DOCUMENTO:
• • • • •

La repercusión de ese cambio
radical en los hábitos sociales terminará afectando a todos los aspectos de la
vida cotidiana. Por el momento, los más perceptibles se revelan en los ámbitos
más mediáticos de la realidad circundante. La prensa, los libros, las salas de
cine. Y es que, ¿por qué ir al cine, por ejemplo? Trasladarse hasta él, hacer
cola, comprar entrada, conseguir un asiento aceptable… ¿No es mucho más
sencillo bajarse la película? Y en cuanto a la prensa y los libros, ¿por qué
someterse a esa tarea de ir pasando páginas y más páginas? O sea que si cierran
cines y librerías, ¡pues que cierren!
Por suerte, desde la época
de los papiros al libro actual, la lectura, acompañada a veces de la imagen, ha
traspasado todas las Edades, adaptándose siempre su formato a las
características del momento. Y el que no haya sido nunca una afición
mayoritaria permite pensar que va a seguir subsistiendo, al margen de su
siempre más evanescente versión digital. Por algo es una afición minoritaria.
Como la caza o la pesca. O el ajedrez. Eso sí: cuando se le cuente a un niño
cómo era el mundo hace poco más de dos décadas no acabará de entender que la
gente pudiese apañárselas sin la Red.

• • • • •

REGISTROS:

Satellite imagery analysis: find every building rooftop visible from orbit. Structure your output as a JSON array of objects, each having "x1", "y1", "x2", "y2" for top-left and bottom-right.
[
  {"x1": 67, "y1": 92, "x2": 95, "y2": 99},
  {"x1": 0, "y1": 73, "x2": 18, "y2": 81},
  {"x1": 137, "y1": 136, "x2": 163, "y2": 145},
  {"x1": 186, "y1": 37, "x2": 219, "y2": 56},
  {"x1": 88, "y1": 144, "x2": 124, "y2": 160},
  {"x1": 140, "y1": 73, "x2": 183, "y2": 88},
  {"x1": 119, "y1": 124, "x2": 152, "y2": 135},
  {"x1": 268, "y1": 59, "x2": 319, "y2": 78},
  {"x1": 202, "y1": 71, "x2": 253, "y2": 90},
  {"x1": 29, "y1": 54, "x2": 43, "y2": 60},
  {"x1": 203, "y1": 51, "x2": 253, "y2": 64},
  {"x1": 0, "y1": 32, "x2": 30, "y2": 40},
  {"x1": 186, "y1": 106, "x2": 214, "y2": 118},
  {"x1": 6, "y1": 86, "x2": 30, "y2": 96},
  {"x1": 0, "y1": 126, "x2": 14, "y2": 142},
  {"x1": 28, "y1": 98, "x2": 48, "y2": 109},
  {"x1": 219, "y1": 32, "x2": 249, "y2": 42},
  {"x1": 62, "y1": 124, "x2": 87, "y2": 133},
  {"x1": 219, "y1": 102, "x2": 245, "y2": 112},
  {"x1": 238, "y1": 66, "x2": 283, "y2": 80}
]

• • • • •

Enumera, en el orden en que aparecen, las acciones que el documento sobre el cambio en los hábitos sociales menciona a propósito de ir al cine.

RESULTADO:
- Trasladarse hasta él
- Hacer cola
- Comprar entrada
- Conseguir un asiento aceptable